OBJECTIF:
Reprenez le débat parlementaire sur l'impression des rapports à la suite de sa dernière phrase et poursuivez-le.

M. le ministre des affaires étrangères (M. de
Muelenaere). - J’ai déjà eu l’honneur de déclarer que si la chambre le
désirait, je déposerais sur son bureau, tous les rapports que j’ai reçus sur la
question dont il s’agit.
M. Eloy de Burdinne. - Il me semble que
si nous faisons imprimer tous les rapports dont parle l’honorable abbé de
Foere, nous dépenserons beaucoup d’argent fort inutilement, du moins pour le
moment. Car, la chambre ne pourra pas s’occuper d’ici à longtemps du projet
auquel ces rapports sont relatifs.
Au
reste je ferai observer que dans d’autres circonstances aussi importantes que
la question de savoir s’il y a lieu de construire une marine, on n’a pas cru
devoir faire imprimer les rapports des chambres de commerce et les mémoires
adressés au gouvernement ; comme le fait observer M. Meeus (qui est derrière
moi), grand partisan de l’agriculture, on ne l’a pas fait quand nous nous
sommes occupés des céréales. Ordonner maintenant l’impression demandée, serait
créer un précédent qui pourrait nous mener loin. Chacun de nous pourrait faire
une proposition qui serait renvoyée à l’examen des chambres de commerce, il
faudrait faire imprimer toutes les réponses que ces chambres enverraient. Cela
nous jetterait dans des dépenses d’impressions qui ne sont déjà que trop
considérables.

DONNÉES BRUTES:
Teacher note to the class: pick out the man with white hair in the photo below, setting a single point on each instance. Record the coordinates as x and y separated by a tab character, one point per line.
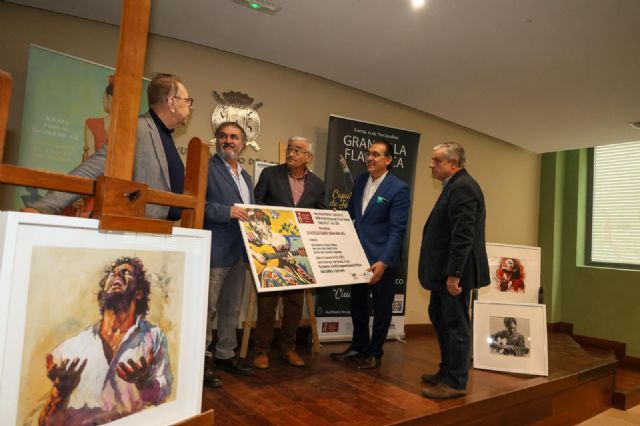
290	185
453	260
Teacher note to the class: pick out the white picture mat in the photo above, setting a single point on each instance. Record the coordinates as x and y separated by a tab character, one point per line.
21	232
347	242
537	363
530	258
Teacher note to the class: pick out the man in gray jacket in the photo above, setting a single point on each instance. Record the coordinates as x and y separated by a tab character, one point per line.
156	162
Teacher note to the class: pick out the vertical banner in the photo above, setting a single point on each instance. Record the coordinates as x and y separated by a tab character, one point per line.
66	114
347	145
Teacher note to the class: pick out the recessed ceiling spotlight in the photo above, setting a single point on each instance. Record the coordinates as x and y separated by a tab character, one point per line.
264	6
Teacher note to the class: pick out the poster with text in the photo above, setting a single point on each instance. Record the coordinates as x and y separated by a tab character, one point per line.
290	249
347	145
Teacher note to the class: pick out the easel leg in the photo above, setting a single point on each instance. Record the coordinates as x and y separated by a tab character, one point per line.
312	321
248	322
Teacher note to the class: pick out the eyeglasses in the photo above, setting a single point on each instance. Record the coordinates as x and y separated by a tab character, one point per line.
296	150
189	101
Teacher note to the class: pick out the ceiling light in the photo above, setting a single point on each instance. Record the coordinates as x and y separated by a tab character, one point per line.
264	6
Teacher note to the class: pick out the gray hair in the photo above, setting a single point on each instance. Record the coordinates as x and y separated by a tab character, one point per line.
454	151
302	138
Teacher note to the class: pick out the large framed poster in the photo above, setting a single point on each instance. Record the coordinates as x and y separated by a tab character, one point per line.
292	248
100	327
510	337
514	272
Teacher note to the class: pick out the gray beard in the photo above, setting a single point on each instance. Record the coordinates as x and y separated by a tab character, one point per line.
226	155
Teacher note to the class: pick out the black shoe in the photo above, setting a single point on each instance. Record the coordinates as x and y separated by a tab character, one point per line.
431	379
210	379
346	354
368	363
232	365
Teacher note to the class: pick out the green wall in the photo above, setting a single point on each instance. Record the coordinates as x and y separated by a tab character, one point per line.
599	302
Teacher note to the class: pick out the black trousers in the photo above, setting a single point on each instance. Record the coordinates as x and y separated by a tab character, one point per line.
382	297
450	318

--

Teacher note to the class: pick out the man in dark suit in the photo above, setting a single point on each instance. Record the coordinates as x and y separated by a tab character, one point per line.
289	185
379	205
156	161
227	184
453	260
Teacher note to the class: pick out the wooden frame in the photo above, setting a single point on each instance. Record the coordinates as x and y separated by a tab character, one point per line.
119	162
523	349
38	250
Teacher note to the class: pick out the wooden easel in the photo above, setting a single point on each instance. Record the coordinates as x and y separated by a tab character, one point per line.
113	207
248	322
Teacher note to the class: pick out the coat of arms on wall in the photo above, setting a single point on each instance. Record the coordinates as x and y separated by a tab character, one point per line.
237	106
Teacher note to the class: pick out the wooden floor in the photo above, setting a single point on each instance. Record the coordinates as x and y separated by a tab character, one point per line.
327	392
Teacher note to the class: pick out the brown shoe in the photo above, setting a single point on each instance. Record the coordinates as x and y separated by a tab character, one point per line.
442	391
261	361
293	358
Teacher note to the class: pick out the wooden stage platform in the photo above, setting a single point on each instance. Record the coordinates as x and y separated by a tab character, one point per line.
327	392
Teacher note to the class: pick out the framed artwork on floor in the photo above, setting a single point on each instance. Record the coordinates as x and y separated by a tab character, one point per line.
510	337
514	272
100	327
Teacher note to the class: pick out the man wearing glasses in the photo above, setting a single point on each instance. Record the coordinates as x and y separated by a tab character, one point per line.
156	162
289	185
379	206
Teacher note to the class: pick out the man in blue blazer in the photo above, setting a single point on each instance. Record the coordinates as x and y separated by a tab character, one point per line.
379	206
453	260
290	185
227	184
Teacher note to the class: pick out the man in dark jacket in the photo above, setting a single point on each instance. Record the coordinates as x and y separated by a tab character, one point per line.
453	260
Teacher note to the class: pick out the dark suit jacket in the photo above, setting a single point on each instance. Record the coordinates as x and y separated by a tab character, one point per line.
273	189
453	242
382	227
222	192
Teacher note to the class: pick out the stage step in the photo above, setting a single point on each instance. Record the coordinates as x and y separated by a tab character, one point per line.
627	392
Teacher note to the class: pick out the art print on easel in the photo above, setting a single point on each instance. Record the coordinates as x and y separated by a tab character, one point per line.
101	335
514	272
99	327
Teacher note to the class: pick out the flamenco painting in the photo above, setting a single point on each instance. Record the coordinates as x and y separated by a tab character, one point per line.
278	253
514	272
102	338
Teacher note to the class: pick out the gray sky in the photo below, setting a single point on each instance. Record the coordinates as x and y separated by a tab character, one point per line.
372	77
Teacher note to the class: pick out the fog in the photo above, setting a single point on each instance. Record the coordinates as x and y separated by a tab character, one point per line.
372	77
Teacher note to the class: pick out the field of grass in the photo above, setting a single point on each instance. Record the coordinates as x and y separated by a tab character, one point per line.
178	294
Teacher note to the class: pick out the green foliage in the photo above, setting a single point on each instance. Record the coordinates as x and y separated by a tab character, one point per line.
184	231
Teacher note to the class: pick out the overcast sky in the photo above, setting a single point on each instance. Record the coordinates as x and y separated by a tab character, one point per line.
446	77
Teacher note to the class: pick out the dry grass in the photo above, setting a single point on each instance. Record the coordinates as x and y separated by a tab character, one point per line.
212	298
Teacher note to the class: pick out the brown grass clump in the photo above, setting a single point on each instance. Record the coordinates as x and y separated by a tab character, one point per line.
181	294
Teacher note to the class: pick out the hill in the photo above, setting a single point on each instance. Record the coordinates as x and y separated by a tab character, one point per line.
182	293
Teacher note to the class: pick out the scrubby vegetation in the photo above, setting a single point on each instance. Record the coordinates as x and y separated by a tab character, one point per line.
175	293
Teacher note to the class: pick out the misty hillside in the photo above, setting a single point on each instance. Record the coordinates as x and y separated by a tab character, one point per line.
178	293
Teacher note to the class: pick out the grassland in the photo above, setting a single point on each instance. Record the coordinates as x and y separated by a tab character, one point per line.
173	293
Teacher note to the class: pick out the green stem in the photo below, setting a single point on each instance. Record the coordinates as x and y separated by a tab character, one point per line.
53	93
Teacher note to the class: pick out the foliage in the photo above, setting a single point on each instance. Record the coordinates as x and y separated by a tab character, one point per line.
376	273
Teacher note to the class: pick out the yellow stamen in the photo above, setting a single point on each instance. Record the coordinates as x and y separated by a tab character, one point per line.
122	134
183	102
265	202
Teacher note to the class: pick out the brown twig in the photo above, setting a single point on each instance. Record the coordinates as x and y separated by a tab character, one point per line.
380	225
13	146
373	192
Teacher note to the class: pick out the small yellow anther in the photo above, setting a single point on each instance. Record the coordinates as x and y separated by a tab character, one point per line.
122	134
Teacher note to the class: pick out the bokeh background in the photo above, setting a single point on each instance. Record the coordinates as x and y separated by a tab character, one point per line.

--

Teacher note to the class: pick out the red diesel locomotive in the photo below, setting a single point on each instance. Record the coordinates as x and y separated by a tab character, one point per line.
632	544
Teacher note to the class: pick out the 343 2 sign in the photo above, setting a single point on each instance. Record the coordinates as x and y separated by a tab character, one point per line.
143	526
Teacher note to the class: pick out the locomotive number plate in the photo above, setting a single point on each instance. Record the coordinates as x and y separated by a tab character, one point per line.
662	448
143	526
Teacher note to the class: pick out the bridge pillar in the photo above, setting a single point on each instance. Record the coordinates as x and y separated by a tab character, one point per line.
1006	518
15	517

CORRIGÉ:
M. Meeus. - Messieurs, je viens appuyer la proposition
de l’honorable abbé de Foere. Certes, comme l’a dit l’honorable M. Eloy de
Burdinne, je suis partisan de l’agriculture. Mais je n’en suis pas partisan
comme ceux qui veulent en faire leur affaire exclusivement particulière.
J’entends l’agriculture d’une manière plus relevée que ceux qui n’y voient que
l’intérêt du propriétaire. S’il est vrai que lors de la discussion des
céréales, on n’a pas fait imprimer tous les rapports et tous les mémoires des
chambre de commerce, ce n’est pas un motif pour ne pas faire imprimer ceux
relatifs à la marine. Il y a une grande différence entre les deux questions,
entre l’agriculture et la marine.
Tout
le monde a une idée plus ou moins formée sur tout ce qui a rapport à
l’agriculture ; et si les défenseurs des vrais principes n’ont trouvé que peu
d’échos, c’est précisément parce que chacun avait une opinion arrêtée sur cet
objet. Il n’en est pas de même de la marine, très peu de personnes se sont
occupées du commerce maritime, et la lecture, l’étude des mémoires des chambres
de commerce mettra chaque membre à même de s’éclairer sur la matière. Je
demande donc que ces rapports soient imprimés, et je crois que si la chambre
admet la proposition de l’honorable M. de Foere, elle y trouvera moyen de
s’éclairer sur les intérêts de l’agriculture, sur tout ce qui concerne la
prospérité matérielle de
M.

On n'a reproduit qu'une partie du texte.